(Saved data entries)
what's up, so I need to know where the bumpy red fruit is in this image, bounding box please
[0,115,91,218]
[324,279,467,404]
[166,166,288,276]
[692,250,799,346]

Task to carry out
So that nothing is lost, write out each record exactly as it appears above.

Answer
what's up, so I need to know where the bumpy red fruit is in this image, bounding box please
[0,115,91,218]
[324,279,467,404]
[166,166,288,276]
[692,250,799,346]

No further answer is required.